Set task. Reproduce every entry in the listing without alteration.

Provided data.
++++

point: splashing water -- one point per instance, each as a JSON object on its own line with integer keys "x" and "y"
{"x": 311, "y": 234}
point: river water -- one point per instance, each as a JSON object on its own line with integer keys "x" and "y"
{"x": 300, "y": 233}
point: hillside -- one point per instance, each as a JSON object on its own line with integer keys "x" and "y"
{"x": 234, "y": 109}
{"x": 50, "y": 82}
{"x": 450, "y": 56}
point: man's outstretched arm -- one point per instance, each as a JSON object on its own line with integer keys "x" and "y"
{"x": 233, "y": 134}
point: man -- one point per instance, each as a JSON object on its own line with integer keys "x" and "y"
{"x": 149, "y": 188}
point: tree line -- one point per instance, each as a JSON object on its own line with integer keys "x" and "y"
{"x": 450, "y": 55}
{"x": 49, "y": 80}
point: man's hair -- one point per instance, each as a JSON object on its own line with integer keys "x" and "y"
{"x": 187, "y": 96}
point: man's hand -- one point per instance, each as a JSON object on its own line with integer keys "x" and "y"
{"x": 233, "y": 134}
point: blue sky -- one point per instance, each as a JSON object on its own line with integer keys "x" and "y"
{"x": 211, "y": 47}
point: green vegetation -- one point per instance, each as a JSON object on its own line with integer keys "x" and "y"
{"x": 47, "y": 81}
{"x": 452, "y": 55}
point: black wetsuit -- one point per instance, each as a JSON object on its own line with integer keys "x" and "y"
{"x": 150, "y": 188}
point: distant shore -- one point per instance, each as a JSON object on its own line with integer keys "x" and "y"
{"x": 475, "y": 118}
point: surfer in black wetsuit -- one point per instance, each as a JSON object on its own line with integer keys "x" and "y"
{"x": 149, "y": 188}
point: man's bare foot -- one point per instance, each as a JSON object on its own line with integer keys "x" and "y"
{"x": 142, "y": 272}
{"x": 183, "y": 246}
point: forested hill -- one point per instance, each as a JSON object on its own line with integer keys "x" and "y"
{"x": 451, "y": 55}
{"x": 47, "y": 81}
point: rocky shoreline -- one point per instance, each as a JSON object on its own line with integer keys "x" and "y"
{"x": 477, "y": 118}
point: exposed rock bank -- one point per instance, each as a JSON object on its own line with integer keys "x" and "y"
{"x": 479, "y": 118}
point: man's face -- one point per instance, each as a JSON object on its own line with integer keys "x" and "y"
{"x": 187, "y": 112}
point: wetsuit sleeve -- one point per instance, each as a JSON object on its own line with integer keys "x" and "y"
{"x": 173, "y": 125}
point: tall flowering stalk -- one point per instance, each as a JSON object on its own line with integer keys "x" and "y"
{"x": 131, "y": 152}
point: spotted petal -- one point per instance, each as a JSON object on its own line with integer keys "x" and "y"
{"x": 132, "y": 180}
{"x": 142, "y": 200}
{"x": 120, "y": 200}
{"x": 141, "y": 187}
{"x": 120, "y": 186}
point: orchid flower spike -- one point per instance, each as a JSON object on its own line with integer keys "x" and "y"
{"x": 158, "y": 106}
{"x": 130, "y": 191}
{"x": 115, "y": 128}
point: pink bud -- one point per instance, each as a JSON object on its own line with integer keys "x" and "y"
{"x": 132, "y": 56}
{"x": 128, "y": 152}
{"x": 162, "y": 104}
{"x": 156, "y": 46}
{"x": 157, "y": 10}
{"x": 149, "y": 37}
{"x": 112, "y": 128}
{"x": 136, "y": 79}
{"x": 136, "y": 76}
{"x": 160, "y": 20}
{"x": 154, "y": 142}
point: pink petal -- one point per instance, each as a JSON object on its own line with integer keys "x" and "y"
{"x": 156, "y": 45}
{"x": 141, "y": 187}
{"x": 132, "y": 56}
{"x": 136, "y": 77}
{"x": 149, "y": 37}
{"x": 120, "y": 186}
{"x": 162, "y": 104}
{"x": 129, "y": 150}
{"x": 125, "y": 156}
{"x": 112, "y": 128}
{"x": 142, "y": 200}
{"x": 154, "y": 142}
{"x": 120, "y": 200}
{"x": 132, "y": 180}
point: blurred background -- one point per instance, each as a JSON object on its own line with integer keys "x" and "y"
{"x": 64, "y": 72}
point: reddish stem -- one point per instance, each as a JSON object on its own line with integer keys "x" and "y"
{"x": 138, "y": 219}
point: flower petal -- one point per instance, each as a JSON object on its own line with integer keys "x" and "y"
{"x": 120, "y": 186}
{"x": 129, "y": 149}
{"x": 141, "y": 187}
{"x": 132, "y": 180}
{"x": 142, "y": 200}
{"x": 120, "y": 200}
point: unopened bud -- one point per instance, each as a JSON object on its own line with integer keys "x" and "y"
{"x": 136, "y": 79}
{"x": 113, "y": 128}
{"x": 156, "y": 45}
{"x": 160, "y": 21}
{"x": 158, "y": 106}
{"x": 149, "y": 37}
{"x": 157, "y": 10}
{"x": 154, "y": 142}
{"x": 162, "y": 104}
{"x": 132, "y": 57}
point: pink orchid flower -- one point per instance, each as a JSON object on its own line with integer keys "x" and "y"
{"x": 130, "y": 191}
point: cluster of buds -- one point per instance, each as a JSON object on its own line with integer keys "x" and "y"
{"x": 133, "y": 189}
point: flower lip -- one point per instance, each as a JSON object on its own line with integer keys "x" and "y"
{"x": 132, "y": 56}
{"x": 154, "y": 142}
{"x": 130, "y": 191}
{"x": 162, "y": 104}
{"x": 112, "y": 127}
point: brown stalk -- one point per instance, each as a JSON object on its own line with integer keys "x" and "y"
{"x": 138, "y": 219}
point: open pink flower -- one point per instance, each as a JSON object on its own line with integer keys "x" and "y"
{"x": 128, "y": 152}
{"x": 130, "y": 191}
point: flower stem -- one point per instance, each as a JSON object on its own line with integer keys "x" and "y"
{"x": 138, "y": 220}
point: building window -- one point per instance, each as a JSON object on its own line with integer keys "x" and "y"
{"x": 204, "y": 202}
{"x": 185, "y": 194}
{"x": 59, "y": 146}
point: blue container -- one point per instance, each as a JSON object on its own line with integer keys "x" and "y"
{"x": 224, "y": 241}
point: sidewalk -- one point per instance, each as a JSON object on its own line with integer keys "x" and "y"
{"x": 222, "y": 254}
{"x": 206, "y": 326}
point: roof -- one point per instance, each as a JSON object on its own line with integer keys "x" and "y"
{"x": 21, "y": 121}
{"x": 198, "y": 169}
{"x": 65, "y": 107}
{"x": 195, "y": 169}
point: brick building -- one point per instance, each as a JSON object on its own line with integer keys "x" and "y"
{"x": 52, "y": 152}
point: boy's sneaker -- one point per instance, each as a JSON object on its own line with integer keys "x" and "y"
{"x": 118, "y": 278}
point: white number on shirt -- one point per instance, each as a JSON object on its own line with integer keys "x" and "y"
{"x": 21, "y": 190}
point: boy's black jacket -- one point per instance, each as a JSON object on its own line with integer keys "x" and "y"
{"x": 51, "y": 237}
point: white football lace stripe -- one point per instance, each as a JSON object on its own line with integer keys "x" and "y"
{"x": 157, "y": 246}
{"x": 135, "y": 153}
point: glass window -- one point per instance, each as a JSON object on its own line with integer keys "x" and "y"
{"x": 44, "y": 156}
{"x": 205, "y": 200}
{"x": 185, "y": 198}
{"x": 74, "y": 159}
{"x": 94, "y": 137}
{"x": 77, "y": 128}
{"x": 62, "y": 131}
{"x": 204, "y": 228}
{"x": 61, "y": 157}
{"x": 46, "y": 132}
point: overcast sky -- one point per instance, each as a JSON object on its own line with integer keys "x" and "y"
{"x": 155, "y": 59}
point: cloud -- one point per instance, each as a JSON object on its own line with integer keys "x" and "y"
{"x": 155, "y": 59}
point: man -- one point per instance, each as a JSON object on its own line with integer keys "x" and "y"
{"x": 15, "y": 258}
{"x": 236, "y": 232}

++++

Solution to this exercise.
point: splashing water -- one point per instance, each as a JSON object on its own line with integer keys "x" and "y"
{"x": 311, "y": 234}
point: river water -- one point per instance, each as a JSON object on its own line with integer keys "x" and "y"
{"x": 300, "y": 233}
point: hillside -- one point per instance, each as a JSON object on its own line with integer keys "x" and "y"
{"x": 234, "y": 109}
{"x": 50, "y": 82}
{"x": 450, "y": 56}
point: man's outstretched arm -- one point per instance, each as a JSON object on its own line with integer keys "x" and "y"
{"x": 233, "y": 134}
point: man -- one point per instance, each as a JSON object on its own line with integer keys "x" and "y"
{"x": 149, "y": 188}
point: tree line -- one point per instance, each as a JSON object on its own line with integer keys "x" and "y"
{"x": 450, "y": 55}
{"x": 49, "y": 80}
point: man's hair -- one point per instance, each as a JSON object on its own line with integer keys "x" and "y"
{"x": 187, "y": 96}
point: man's hand -- one point per instance, each as a JSON object on its own line with integer keys "x" and "y"
{"x": 233, "y": 134}
point: blue sky -- one point per instance, each as a JSON object on its own line with integer keys "x" and "y"
{"x": 211, "y": 47}
point: green vegetation -- one point per instance, each as a JSON object on its own line with integer keys "x" and "y"
{"x": 47, "y": 81}
{"x": 452, "y": 55}
point: black wetsuit -- one point per instance, each as a JSON object on its own line with integer keys "x" and "y"
{"x": 150, "y": 188}
point: distant shore -- one point per instance, each as a JSON object on its own line with integer keys "x" and "y"
{"x": 475, "y": 118}
point: surfer in black wetsuit -- one point per instance, each as a JSON object on its own line with integer keys "x" and "y"
{"x": 149, "y": 188}
point: man's bare foot -- one point per instance, each as a JSON object on its own line with integer keys "x" and "y"
{"x": 142, "y": 272}
{"x": 183, "y": 246}
point: forested hill -- one point per instance, each as a JSON object on its own line with integer keys "x" and "y"
{"x": 451, "y": 55}
{"x": 47, "y": 81}
point: rocky shoreline -- one point per instance, each as a JSON object on its own line with integer keys "x" and "y"
{"x": 477, "y": 118}
point: exposed rock bank -- one point per instance, each as a JSON object on its own line with integer keys "x" and "y"
{"x": 479, "y": 118}
point: man's face -- one point per instance, each as a JSON object on its own line with integer keys "x" and "y"
{"x": 187, "y": 112}
point: wetsuit sleeve -- one point per instance, each as a JSON object on its own line with integer keys "x" and "y"
{"x": 173, "y": 125}
point: tall flowering stalk -- one point per instance, each as a JSON object on its own line with integer keys "x" and "y"
{"x": 131, "y": 152}
point: spotted petal -- one point per instance, each as a JSON object on its own line with integer keys "x" and "y"
{"x": 132, "y": 180}
{"x": 142, "y": 200}
{"x": 120, "y": 200}
{"x": 141, "y": 187}
{"x": 120, "y": 186}
point: orchid flower spike -- one point per instance, each as a JSON object on its own line with integer keys "x" and "y"
{"x": 158, "y": 106}
{"x": 130, "y": 191}
{"x": 115, "y": 128}
point: pink bud -- one point per instance, each as a JSON object on its own line with integer keys "x" and "y"
{"x": 132, "y": 56}
{"x": 128, "y": 152}
{"x": 162, "y": 104}
{"x": 156, "y": 46}
{"x": 157, "y": 10}
{"x": 149, "y": 37}
{"x": 112, "y": 128}
{"x": 136, "y": 79}
{"x": 136, "y": 76}
{"x": 160, "y": 20}
{"x": 154, "y": 142}
point: pink petal -- one point per instance, each as a JSON object on its own line with integer keys "x" and "y"
{"x": 156, "y": 45}
{"x": 141, "y": 187}
{"x": 132, "y": 56}
{"x": 136, "y": 77}
{"x": 149, "y": 37}
{"x": 120, "y": 186}
{"x": 162, "y": 104}
{"x": 129, "y": 150}
{"x": 125, "y": 156}
{"x": 112, "y": 128}
{"x": 142, "y": 200}
{"x": 154, "y": 142}
{"x": 120, "y": 200}
{"x": 132, "y": 180}
point: blurred background -- one point per instance, each as a JSON object on its own line with integer keys "x" and "y"
{"x": 64, "y": 72}
point: reddish stem -- one point per instance, each as a JSON object on its own line with integer keys "x" and "y"
{"x": 138, "y": 219}
point: flower petal -- one point per instance, each as a JSON object on its own line with integer keys "x" and "y"
{"x": 120, "y": 186}
{"x": 129, "y": 149}
{"x": 141, "y": 187}
{"x": 132, "y": 180}
{"x": 142, "y": 200}
{"x": 120, "y": 200}
point: unopened bud -- one point per instance, each as a JSON object on its own line with integer keys "x" and "y"
{"x": 136, "y": 79}
{"x": 113, "y": 128}
{"x": 156, "y": 45}
{"x": 160, "y": 21}
{"x": 158, "y": 106}
{"x": 149, "y": 37}
{"x": 157, "y": 10}
{"x": 154, "y": 142}
{"x": 162, "y": 104}
{"x": 132, "y": 57}
point: pink orchid flower -- one point per instance, each as a JSON object on its own line with integer keys "x" and "y"
{"x": 130, "y": 191}
point: cluster of buds -- one point per instance, each as a JSON object on its own line with integer keys "x" and "y"
{"x": 133, "y": 189}
point: flower lip -- one point per instance, each as a JSON object on its own line with integer keys "x" and "y"
{"x": 132, "y": 56}
{"x": 154, "y": 142}
{"x": 130, "y": 191}
{"x": 162, "y": 104}
{"x": 112, "y": 127}
point: brown stalk -- one point per instance, each as a JSON object on its own line with integer keys "x" and "y"
{"x": 138, "y": 219}
point: open pink flower -- one point per instance, each as a JSON object on its own line with integer keys "x" and "y"
{"x": 128, "y": 152}
{"x": 130, "y": 191}
point: flower stem -- one point per instance, each as a JSON object on its own line with integer keys "x" and "y"
{"x": 138, "y": 220}
point: building window -- one point per instance, each as a JSON object on its own line with integer keys "x" and "y"
{"x": 204, "y": 202}
{"x": 185, "y": 194}
{"x": 59, "y": 146}
point: blue container -- one point per instance, each as a JSON object on its own line with integer keys "x" and "y"
{"x": 224, "y": 241}
point: sidewalk -- one point per instance, each as a JSON object on its own line with integer keys "x" and "y"
{"x": 222, "y": 254}
{"x": 206, "y": 326}
point: roof -- one point per instance, each as a JSON object on its own line with integer keys "x" and "y"
{"x": 21, "y": 121}
{"x": 198, "y": 169}
{"x": 65, "y": 107}
{"x": 195, "y": 169}
point: brick building -- one point per instance, each as a JSON object on its own line with integer keys "x" and "y"
{"x": 52, "y": 152}
point: boy's sneaker -- one point per instance, each as a JSON object on its own line with integer keys "x" and "y"
{"x": 118, "y": 278}
point: white number on shirt -- one point per instance, each as a JSON object on its own line with integer keys "x" and "y"
{"x": 21, "y": 190}
point: boy's black jacket -- one point per instance, each as a JSON object on its own line with integer keys "x" and "y"
{"x": 51, "y": 237}
point: white football lace stripe -- one point per instance, each as a JSON object on its own line with integer keys "x" and "y"
{"x": 157, "y": 246}
{"x": 135, "y": 153}
point: glass window -- one point per instance, each as a JSON object on its own line with integer keys "x" and "y"
{"x": 44, "y": 156}
{"x": 205, "y": 200}
{"x": 185, "y": 198}
{"x": 74, "y": 159}
{"x": 94, "y": 137}
{"x": 77, "y": 128}
{"x": 62, "y": 131}
{"x": 204, "y": 228}
{"x": 61, "y": 157}
{"x": 46, "y": 132}
point: overcast sky -- one point per instance, each as a JSON object on its own line with integer keys "x" and "y"
{"x": 155, "y": 59}
point: cloud -- one point per instance, each as a JSON object on its own line with integer keys "x" and "y"
{"x": 155, "y": 59}
point: man -- one point per instance, each as a JSON object on its own line with integer keys "x" and "y"
{"x": 15, "y": 258}
{"x": 236, "y": 232}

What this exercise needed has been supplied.